Objective:
From the excerpt below about the Massachusetts State Police tweet, extract the passage from "On Friday, as" to "natural gas explosions?", copying it word for word.

Excerpt provided:
※ ※ ※
Michael Harriot, writing for The Root, is on the case of poor situational awareness by the Massachusetts State Police:
In their efforts to inform the public that they were doing everything possible to manage the spontaneous combustion of several homes, the Massachusetts State Police inadvertently let a few organizations fighting to end police brutality, racism and the reign of Donald Trump, know that they are being watched.
On Friday, as homes throughout Massachusetts’ Merrimack Valley exploded from a gas line problem, the Massachusetts State Police sent out a tweet from its official account asking people to evacuate their homes if they lived in certain areas of the state. To show the locations, they included a screenshot of one of the MSP Watch Center’s computers with a map…
According to WBUR, the first bookmark, “MAAPB,” is Mass Action Against Police Brutality, a group whose stated goal is to “end police brutality and institutional racism,” which is clearly a threat to public safety and should be monitored. If MAAPB is successful in stopping police violence and racism, what the hell would the cops do on days when there weren’t any natural gas explosions?
COMBAT, another bookmarked site, is the Coalition to Organize and Mobilize Boston Against Trump, who say they are a “grassroots, intersectional coalition of students, artists, and workers organizing creatively to resist all forms of oppression.”
※ ※ ※
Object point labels
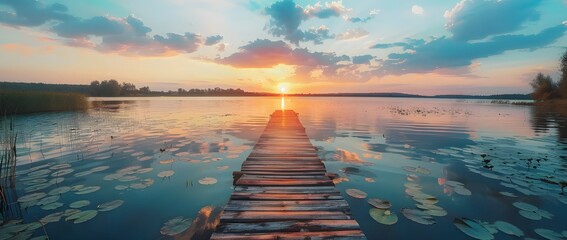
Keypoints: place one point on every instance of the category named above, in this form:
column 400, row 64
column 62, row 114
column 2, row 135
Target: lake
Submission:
column 152, row 168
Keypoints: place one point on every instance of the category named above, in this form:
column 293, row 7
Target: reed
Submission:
column 20, row 102
column 8, row 156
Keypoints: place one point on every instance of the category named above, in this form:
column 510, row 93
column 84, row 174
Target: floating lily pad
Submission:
column 38, row 187
column 82, row 174
column 473, row 228
column 144, row 170
column 175, row 226
column 418, row 216
column 167, row 173
column 87, row 190
column 380, row 204
column 436, row 212
column 462, row 191
column 138, row 186
column 52, row 206
column 525, row 206
column 108, row 206
column 207, row 181
column 62, row 172
column 128, row 178
column 509, row 229
column 146, row 158
column 508, row 194
column 167, row 161
column 79, row 204
column 54, row 217
column 222, row 168
column 548, row 234
column 530, row 215
column 99, row 169
column 83, row 216
column 31, row 197
column 60, row 166
column 355, row 193
column 121, row 187
column 383, row 216
column 48, row 200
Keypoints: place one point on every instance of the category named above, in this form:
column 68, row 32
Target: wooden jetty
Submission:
column 284, row 192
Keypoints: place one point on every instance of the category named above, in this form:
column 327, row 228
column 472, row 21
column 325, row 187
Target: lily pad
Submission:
column 121, row 187
column 79, row 204
column 418, row 216
column 52, row 206
column 108, row 206
column 82, row 216
column 31, row 197
column 383, row 216
column 167, row 161
column 509, row 229
column 525, row 206
column 54, row 217
column 87, row 190
column 167, row 173
column 473, row 228
column 207, row 181
column 175, row 226
column 48, row 200
column 355, row 193
column 530, row 215
column 99, row 169
column 548, row 234
column 62, row 172
column 380, row 204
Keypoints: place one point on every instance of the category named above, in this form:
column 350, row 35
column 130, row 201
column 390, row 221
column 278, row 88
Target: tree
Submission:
column 128, row 89
column 562, row 89
column 544, row 88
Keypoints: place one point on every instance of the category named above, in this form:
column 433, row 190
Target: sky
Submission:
column 476, row 47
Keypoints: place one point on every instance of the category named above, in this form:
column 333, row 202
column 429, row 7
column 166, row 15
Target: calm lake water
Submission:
column 150, row 168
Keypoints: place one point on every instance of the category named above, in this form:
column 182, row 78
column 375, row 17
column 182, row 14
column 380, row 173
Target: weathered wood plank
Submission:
column 256, row 216
column 284, row 192
column 290, row 226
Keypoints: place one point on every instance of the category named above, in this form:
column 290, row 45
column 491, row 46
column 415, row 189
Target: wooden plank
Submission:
column 255, row 216
column 337, row 235
column 290, row 226
column 284, row 192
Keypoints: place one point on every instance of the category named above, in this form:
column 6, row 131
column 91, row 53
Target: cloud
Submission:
column 352, row 34
column 32, row 13
column 372, row 15
column 286, row 17
column 363, row 59
column 443, row 54
column 415, row 9
column 212, row 40
column 309, row 66
column 478, row 19
column 332, row 9
column 126, row 36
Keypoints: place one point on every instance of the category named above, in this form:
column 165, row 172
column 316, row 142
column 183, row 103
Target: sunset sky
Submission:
column 410, row 46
※ ※ ※
Written response:
On Friday, as homes throughout Massachusetts’ Merrimack Valley exploded from a gas line problem, the Massachusetts State Police sent out a tweet from its official account asking people to evacuate their homes if they lived in certain areas of the state. To show the locations, they included a screenshot of one of the MSP Watch Center’s computers with a map…
According to WBUR, the first bookmark, “MAAPB,” is Mass Action Against Police Brutality, a group whose stated goal is to “end police brutality and institutional racism,” which is clearly a threat to public safety and should be monitored. If MAAPB is successful in stopping police violence and racism, what the hell would the cops do on days when there weren’t any natural gas explosions?